TO DO ▸ Only one stretch of the data below is wanted: the lines from the one with "The service MUST place a point on the tall" through the one with "The service MUST place a point on the parked", repeated exactly.

+++ GIVEN RECORDS +++

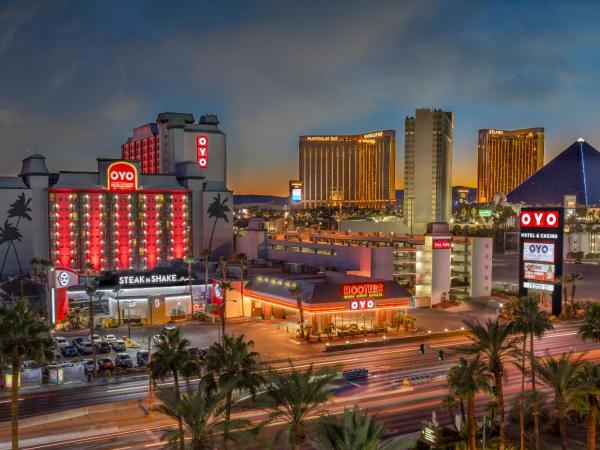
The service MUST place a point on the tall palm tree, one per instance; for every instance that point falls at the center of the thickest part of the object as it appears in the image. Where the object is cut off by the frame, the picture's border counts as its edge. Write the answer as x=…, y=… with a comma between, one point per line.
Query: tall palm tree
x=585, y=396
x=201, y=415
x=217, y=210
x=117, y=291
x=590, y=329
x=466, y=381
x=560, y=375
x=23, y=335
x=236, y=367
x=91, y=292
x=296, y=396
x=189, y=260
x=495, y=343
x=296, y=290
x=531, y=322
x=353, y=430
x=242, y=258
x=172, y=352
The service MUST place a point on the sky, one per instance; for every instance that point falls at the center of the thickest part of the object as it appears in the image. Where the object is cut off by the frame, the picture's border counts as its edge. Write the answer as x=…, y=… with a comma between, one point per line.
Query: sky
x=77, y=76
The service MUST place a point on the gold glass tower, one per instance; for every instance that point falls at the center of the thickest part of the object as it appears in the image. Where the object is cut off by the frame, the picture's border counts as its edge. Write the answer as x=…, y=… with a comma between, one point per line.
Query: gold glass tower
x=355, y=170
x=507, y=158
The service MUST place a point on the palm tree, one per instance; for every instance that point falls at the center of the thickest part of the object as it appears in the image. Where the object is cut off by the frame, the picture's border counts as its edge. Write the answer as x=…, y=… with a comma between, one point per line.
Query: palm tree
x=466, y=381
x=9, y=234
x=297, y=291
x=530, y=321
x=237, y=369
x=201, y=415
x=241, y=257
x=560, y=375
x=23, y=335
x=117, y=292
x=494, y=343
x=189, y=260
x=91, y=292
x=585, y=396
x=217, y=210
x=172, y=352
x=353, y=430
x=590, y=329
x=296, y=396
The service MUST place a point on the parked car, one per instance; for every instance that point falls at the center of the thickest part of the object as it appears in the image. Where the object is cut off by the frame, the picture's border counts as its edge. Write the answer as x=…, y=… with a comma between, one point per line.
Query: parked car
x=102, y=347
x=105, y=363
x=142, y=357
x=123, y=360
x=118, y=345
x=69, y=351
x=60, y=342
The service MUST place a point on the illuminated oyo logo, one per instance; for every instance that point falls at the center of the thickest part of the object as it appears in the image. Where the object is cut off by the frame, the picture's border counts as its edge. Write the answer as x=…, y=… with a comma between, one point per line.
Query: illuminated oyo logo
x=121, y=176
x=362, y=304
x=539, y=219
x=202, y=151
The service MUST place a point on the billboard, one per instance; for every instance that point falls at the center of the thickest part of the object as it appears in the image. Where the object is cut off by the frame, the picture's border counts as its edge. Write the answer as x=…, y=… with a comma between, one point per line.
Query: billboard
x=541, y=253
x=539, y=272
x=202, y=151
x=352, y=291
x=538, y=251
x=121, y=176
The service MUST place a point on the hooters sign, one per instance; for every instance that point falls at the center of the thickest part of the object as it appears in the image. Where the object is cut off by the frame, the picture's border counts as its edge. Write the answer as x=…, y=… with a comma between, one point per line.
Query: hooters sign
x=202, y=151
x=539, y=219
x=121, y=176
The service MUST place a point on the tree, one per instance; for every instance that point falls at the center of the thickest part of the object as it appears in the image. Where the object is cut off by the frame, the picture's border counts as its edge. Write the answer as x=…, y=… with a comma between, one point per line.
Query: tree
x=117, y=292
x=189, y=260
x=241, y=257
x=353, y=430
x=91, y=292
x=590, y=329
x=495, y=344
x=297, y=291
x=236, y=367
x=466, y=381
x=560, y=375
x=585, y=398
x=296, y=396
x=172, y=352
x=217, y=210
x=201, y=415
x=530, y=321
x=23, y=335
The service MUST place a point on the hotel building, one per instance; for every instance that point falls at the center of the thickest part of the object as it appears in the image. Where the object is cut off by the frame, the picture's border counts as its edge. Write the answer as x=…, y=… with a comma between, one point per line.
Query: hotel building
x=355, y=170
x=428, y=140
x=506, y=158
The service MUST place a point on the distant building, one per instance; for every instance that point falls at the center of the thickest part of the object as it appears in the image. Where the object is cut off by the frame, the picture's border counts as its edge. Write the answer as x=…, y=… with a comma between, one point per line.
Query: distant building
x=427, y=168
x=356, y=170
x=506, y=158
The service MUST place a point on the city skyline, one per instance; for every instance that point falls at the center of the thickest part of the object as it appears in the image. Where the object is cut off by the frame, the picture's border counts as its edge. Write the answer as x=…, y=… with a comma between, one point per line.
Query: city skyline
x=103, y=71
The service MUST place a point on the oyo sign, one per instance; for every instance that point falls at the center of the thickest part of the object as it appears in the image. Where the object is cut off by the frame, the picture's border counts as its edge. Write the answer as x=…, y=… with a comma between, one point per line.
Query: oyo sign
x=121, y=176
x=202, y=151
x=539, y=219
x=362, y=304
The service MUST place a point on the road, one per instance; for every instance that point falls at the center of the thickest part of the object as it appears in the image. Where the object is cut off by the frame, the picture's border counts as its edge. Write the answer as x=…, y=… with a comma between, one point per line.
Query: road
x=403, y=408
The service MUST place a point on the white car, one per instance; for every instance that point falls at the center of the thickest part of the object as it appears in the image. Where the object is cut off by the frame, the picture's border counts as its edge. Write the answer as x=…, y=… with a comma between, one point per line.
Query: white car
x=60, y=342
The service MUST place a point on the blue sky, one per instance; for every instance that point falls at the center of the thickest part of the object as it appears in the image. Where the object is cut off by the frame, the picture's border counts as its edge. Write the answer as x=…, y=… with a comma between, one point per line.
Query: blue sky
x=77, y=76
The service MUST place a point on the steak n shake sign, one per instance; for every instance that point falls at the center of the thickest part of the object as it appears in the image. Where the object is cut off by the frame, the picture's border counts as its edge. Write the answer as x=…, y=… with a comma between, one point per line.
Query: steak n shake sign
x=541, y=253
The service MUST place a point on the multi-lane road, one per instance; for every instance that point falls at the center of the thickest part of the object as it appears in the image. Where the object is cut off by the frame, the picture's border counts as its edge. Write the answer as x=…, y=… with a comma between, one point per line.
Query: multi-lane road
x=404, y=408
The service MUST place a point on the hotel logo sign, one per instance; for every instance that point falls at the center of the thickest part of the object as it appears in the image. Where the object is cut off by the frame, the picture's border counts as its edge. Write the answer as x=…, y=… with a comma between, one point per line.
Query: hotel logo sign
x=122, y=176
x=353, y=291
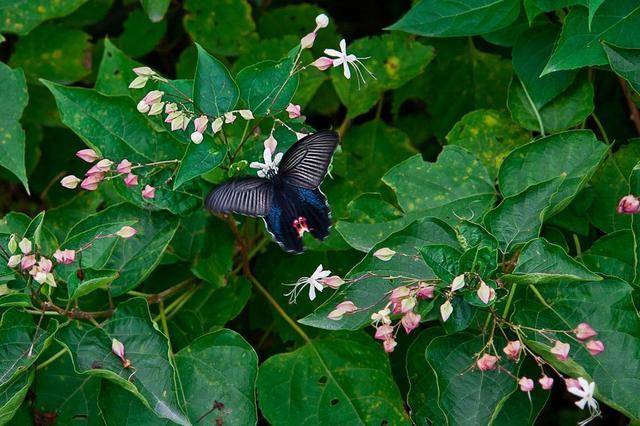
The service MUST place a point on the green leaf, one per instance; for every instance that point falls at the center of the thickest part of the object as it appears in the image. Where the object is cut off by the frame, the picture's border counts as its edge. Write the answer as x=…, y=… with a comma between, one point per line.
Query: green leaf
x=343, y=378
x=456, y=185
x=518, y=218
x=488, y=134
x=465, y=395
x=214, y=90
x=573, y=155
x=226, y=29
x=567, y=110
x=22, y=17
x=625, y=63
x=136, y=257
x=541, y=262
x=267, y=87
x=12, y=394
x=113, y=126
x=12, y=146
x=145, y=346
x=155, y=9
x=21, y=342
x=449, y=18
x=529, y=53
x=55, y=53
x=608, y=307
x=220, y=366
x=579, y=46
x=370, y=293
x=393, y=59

+++
+++ GIVEN RECORDS +++

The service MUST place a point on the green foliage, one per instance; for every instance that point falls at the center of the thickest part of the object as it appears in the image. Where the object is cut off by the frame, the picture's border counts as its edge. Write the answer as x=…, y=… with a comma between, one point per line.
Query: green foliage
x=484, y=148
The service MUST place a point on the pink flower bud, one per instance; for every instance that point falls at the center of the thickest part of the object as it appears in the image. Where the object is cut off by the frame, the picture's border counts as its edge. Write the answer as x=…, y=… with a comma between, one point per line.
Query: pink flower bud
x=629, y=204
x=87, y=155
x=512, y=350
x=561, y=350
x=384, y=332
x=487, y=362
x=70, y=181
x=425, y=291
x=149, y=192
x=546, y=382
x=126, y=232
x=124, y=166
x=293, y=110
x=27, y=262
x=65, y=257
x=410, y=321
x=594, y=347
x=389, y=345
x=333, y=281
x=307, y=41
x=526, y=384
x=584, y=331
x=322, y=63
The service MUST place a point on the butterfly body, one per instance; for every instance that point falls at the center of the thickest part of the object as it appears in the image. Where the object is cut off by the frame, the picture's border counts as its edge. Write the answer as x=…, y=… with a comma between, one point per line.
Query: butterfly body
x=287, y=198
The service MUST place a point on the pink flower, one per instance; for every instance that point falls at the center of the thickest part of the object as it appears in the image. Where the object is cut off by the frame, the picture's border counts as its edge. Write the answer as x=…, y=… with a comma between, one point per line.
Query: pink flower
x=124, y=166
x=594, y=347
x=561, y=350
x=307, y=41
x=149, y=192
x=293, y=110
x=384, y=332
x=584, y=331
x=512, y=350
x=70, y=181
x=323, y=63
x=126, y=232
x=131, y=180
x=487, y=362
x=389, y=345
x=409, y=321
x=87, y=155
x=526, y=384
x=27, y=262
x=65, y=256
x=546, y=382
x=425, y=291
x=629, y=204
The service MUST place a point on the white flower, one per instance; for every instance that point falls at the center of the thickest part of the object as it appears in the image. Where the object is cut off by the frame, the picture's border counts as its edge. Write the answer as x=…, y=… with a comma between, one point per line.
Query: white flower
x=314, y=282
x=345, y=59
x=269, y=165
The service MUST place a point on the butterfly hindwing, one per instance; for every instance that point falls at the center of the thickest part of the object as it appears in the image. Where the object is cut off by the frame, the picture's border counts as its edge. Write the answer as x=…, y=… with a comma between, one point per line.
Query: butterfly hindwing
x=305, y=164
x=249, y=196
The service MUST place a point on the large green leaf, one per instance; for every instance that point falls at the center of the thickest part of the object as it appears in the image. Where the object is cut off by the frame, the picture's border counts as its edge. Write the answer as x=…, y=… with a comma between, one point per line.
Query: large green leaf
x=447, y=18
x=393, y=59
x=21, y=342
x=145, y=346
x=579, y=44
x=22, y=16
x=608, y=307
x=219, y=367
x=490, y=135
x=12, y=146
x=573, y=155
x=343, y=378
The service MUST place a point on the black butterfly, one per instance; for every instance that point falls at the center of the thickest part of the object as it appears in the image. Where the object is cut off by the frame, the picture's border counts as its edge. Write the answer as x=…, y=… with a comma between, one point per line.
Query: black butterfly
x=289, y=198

+++

RESULT BELOW ▸
The service MUST place a point on the tall palm tree, one per instance; for every instance that point falls at the center of the thickest part of the object as it appears in the image. Where the object is cut off by the frame, the picture's border counts as its edge. Write the answer as x=…, y=… with a comma between, one point per line.
Query: tall palm tree
x=585, y=396
x=201, y=415
x=217, y=210
x=117, y=291
x=590, y=329
x=466, y=381
x=560, y=375
x=23, y=335
x=236, y=367
x=91, y=292
x=296, y=396
x=189, y=260
x=495, y=343
x=296, y=290
x=531, y=322
x=353, y=430
x=242, y=258
x=172, y=352
The service MUST place a point on the sky, one per instance; for every instance that point falls at the center of the thickest part of the object as it appears in the image. Where the object is cut off by the frame, the picture's border counts as its edge. Write the answer as x=…, y=… with a comma between, one point per line.
Query: sky
x=77, y=76
The service MUST place a point on the gold glass tower, one per instance; for every instance that point falls at the center of the thickest part of the object as it appears in the image. Where the object is cut off by the frame, the picture's border counts as its edge. Write the answer as x=…, y=… with a comma between, one point per line.
Query: gold glass tower
x=355, y=170
x=507, y=158
The service MUST place a point on the palm tree, one per instance; for every instance that point falls at the center of the thickest part of the object as it appears in the image. Where the object is cut off by the frame, the picture's border counts as its edge. Write the answer as x=…, y=… with a comma between, one point per line.
Query: palm tree
x=466, y=381
x=9, y=234
x=297, y=291
x=530, y=321
x=237, y=369
x=201, y=415
x=241, y=257
x=560, y=375
x=23, y=335
x=117, y=292
x=494, y=343
x=189, y=260
x=91, y=292
x=585, y=396
x=217, y=210
x=172, y=352
x=353, y=430
x=590, y=329
x=296, y=396
The service MUST place a point on the parked car, one per instance; for every instance that point falls at the center of the thickest part of the object as it appears in the image. Where the object is cut off by the frame, the picture's border counts as its edge. Write the answer as x=…, y=… with a comma between, one point per line.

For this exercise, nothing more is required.